**WORK TO BE COMPLETED**.
From the listing below, collect every line that contains the string "covered". Matching is case-sensitive.

**Stored items**.
━━━━━━

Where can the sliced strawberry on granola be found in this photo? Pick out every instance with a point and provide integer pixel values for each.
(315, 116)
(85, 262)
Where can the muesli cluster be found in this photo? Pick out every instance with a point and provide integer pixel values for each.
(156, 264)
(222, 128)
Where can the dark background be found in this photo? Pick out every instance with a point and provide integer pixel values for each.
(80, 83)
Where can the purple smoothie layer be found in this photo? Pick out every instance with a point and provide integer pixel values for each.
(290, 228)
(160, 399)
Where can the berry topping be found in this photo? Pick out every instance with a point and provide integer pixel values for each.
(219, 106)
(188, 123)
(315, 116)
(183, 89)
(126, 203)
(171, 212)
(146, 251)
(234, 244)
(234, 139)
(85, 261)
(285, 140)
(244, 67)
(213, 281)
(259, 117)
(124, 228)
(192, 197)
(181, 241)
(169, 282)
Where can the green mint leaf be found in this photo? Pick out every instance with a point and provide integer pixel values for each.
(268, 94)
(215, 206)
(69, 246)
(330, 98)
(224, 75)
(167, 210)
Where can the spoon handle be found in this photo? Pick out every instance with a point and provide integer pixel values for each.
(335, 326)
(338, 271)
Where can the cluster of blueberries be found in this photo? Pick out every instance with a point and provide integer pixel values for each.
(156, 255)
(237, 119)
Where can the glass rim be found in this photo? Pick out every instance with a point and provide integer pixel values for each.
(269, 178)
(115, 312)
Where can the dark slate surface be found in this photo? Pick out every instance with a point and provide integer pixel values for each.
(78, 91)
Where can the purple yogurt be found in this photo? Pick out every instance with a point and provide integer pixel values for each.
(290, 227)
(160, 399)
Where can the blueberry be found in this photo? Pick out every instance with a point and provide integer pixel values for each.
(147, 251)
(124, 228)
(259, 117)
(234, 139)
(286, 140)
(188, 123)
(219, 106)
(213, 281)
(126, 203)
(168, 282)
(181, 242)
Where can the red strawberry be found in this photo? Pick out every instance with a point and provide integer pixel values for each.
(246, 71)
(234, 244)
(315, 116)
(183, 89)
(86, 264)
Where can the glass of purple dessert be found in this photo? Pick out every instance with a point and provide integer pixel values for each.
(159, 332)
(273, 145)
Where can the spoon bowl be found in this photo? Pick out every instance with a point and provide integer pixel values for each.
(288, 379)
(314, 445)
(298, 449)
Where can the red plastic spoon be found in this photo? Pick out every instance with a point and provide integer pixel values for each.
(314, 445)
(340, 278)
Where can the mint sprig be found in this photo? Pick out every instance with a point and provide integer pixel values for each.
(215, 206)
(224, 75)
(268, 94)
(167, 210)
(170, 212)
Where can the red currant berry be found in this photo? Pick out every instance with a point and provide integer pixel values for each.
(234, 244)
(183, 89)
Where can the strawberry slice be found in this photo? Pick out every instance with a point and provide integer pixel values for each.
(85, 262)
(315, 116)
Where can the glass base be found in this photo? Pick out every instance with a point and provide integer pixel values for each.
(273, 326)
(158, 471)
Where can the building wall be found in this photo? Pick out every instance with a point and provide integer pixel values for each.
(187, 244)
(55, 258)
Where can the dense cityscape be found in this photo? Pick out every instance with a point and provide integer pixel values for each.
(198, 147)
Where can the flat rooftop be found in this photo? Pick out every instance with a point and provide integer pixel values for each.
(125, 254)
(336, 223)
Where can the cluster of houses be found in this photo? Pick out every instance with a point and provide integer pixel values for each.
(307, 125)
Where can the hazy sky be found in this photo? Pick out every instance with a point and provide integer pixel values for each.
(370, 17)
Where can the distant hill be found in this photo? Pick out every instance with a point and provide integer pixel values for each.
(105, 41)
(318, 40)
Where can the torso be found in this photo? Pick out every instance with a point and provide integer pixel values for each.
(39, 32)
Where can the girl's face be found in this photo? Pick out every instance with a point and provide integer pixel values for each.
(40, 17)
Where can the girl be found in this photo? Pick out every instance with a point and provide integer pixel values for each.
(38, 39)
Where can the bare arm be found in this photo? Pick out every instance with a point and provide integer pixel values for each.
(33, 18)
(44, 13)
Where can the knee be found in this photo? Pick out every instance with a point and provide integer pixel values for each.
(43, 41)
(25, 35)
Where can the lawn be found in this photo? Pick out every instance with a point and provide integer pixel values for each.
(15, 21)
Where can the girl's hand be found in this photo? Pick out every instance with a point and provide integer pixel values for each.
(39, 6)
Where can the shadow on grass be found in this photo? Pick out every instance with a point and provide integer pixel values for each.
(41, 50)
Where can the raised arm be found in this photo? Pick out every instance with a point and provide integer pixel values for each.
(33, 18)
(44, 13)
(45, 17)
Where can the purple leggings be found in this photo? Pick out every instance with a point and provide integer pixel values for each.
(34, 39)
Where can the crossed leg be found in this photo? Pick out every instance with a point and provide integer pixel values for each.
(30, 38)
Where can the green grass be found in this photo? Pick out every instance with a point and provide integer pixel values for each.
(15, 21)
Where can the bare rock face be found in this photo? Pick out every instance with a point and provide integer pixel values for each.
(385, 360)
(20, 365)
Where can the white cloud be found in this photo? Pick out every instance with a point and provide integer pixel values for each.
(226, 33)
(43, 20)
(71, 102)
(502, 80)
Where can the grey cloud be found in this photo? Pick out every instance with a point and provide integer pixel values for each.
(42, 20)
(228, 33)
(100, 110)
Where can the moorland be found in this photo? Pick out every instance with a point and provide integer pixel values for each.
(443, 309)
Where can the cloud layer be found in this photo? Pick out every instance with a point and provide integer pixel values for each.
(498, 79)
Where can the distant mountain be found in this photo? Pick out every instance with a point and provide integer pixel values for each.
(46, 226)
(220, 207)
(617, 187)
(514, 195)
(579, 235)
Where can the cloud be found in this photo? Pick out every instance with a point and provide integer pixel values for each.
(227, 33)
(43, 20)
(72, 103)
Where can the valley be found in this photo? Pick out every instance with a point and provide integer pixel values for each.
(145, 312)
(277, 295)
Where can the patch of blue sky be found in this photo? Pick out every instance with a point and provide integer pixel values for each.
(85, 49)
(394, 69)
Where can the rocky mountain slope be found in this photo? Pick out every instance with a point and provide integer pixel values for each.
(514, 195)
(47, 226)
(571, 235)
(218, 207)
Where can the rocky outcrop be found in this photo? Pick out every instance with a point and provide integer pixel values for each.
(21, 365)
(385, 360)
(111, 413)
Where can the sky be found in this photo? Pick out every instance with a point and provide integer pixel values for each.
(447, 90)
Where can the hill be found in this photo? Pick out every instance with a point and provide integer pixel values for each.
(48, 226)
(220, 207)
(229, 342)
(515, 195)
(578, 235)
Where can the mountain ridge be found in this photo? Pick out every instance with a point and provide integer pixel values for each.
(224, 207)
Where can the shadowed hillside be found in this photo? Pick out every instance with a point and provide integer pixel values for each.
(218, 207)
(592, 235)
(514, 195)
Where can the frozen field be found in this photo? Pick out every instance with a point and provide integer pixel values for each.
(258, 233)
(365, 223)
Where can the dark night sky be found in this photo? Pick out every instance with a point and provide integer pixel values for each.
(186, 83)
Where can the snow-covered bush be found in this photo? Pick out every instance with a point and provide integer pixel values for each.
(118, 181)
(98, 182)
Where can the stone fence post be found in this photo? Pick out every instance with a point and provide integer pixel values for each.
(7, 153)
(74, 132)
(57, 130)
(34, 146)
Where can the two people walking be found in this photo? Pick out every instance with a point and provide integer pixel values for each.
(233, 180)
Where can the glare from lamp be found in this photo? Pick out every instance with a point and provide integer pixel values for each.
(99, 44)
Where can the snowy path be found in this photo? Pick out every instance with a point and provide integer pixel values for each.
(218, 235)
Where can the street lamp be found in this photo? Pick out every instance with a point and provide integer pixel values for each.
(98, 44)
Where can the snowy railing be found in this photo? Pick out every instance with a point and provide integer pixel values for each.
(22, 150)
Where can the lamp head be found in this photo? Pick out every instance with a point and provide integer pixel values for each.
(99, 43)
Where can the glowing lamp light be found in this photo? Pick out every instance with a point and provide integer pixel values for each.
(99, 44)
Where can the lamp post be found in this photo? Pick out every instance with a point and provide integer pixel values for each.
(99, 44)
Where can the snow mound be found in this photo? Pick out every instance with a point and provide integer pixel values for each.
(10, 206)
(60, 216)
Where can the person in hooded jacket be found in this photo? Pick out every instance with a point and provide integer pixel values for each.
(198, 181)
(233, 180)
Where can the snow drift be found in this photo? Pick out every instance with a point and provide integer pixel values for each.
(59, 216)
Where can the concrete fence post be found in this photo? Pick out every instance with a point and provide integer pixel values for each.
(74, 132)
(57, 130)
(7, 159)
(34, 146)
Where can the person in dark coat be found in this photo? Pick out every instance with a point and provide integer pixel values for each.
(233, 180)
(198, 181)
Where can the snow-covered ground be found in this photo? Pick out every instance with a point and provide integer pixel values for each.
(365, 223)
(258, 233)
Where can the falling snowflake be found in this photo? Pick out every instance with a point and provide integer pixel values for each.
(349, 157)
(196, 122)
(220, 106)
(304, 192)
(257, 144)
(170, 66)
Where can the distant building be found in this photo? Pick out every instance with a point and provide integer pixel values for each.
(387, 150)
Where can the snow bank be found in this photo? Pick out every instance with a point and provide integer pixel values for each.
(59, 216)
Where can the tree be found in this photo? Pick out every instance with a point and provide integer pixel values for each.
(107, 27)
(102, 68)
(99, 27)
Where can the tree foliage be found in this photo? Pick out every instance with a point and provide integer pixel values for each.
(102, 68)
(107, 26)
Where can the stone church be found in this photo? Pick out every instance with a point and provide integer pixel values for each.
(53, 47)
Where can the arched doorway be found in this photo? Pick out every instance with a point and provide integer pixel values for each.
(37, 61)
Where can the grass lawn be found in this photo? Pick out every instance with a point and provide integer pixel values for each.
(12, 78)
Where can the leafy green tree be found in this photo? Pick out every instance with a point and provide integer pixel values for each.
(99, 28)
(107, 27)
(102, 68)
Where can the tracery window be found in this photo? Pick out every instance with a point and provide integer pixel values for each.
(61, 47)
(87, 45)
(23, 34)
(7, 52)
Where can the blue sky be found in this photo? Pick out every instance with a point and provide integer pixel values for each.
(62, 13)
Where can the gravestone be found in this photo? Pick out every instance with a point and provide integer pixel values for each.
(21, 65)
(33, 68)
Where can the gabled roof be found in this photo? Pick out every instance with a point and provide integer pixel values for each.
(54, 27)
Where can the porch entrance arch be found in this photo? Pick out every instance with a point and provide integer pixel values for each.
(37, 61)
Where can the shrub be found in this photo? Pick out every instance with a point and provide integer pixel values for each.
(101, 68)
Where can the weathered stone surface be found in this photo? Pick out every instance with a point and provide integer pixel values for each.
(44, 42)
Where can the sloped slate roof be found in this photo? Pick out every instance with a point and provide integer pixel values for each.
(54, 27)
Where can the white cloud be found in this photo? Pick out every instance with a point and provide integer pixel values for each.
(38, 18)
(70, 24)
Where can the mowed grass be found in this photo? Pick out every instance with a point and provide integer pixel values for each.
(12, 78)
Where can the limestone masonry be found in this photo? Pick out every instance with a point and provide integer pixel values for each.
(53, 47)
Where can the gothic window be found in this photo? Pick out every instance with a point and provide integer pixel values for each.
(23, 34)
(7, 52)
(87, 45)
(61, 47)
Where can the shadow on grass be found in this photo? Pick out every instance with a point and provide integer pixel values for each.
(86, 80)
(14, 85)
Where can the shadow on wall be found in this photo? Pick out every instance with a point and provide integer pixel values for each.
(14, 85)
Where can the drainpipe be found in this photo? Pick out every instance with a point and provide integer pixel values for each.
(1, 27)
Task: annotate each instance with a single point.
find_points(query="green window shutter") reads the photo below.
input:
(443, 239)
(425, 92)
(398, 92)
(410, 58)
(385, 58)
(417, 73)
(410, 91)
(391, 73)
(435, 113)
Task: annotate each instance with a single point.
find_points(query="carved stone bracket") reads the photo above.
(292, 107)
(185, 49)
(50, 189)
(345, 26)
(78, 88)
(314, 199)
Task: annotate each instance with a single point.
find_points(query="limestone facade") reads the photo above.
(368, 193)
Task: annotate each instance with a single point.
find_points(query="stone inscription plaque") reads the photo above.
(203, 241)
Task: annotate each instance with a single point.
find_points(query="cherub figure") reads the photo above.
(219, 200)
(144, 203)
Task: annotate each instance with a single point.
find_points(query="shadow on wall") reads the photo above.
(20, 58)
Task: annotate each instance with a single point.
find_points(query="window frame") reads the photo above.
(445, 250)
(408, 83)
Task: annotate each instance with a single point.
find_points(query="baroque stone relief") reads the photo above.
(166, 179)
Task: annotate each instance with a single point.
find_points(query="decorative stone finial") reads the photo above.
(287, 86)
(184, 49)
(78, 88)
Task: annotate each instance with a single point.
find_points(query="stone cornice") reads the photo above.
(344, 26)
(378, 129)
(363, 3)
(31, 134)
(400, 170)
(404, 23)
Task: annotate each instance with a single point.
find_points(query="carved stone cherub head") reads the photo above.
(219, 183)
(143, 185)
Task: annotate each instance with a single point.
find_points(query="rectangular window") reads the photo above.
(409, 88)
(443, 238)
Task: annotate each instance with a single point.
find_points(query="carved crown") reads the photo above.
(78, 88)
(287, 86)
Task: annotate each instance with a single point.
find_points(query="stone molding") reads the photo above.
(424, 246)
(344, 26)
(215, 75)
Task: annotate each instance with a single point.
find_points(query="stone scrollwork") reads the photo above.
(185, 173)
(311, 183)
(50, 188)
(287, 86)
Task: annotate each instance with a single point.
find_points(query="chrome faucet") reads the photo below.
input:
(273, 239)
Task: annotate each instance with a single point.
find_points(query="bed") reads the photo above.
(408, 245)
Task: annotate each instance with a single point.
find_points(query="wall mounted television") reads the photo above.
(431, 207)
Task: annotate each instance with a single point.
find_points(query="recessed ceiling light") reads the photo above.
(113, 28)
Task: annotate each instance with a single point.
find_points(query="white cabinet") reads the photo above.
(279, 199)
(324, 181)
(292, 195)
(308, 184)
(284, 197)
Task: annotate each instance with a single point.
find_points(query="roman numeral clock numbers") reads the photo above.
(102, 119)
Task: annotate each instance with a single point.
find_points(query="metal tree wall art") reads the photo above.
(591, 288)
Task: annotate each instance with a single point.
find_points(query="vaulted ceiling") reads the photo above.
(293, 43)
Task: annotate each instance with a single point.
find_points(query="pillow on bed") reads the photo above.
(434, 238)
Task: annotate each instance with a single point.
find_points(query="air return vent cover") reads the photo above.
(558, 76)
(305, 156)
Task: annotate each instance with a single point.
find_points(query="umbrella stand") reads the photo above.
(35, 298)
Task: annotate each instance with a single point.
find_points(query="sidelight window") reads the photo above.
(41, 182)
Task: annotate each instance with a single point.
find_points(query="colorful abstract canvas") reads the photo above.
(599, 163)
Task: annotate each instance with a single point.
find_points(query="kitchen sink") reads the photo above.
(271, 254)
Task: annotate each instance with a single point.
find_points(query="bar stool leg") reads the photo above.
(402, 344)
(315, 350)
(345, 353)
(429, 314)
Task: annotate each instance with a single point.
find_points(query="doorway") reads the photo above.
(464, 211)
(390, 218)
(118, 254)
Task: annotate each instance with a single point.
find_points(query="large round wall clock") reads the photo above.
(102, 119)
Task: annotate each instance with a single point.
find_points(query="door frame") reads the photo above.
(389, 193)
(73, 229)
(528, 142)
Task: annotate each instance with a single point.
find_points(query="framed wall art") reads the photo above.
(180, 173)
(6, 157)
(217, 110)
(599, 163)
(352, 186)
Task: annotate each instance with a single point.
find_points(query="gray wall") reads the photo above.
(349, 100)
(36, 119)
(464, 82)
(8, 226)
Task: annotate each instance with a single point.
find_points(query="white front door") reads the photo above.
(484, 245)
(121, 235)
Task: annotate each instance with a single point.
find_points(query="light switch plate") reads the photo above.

━━━━━━

**SOLUTION**.
Where can the snow-covered bush be found in this photo? Pick out every instance with a point and provide integer pixel values for each.
Where can the snow-covered ground be found in this photo? Pick out every instance with a point and provide integer pixel values for each.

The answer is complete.